For the string "spire", search the entries below and copy every line where it appears.

*** RECORDS SUPPLIED ***

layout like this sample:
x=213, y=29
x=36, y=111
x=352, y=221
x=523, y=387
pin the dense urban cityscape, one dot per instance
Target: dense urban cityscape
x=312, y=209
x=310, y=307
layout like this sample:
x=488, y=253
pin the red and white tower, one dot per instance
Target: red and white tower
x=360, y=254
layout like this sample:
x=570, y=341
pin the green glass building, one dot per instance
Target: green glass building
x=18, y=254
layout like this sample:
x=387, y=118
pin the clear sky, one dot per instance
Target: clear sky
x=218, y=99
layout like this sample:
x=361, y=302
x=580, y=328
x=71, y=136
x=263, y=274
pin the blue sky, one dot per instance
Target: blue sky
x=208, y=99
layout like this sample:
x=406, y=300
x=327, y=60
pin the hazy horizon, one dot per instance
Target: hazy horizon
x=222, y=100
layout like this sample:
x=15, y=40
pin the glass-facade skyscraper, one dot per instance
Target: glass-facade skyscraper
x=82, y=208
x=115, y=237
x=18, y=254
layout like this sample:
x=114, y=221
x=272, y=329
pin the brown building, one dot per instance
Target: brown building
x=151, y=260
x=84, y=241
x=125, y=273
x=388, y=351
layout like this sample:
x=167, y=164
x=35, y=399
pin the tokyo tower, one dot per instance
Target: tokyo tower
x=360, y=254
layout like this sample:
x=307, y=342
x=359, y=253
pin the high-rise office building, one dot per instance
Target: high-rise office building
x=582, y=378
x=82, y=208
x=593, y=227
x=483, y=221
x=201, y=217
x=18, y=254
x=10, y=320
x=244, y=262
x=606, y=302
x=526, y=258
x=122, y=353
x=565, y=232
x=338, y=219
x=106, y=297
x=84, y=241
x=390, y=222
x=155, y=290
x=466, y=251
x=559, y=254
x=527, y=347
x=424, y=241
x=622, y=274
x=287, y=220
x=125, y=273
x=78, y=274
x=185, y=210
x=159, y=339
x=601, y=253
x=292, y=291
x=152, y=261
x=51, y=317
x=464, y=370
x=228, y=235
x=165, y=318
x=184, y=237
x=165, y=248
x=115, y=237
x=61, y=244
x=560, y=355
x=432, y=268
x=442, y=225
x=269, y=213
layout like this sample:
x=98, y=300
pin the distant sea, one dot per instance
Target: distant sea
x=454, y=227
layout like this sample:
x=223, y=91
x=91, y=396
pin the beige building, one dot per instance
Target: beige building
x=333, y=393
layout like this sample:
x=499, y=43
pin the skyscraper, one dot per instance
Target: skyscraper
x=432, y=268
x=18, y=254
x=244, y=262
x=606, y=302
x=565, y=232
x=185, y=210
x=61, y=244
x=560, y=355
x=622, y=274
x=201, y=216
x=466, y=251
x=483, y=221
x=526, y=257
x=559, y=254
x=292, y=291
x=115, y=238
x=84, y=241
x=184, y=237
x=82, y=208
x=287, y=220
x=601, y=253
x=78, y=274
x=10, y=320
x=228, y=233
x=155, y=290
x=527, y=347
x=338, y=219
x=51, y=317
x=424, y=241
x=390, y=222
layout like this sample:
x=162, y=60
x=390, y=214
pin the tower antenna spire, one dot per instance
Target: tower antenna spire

*** End of RECORDS SUPPLIED ***
*** RECORDS SUPPLIED ***

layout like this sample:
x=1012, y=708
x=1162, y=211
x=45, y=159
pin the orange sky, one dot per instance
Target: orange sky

*** End of RECORDS SUPPLIED ***

▶ SOLUTION TO THIS PROBLEM
pin the tower antenna spire, one dot per instance
Target: tower antenna spire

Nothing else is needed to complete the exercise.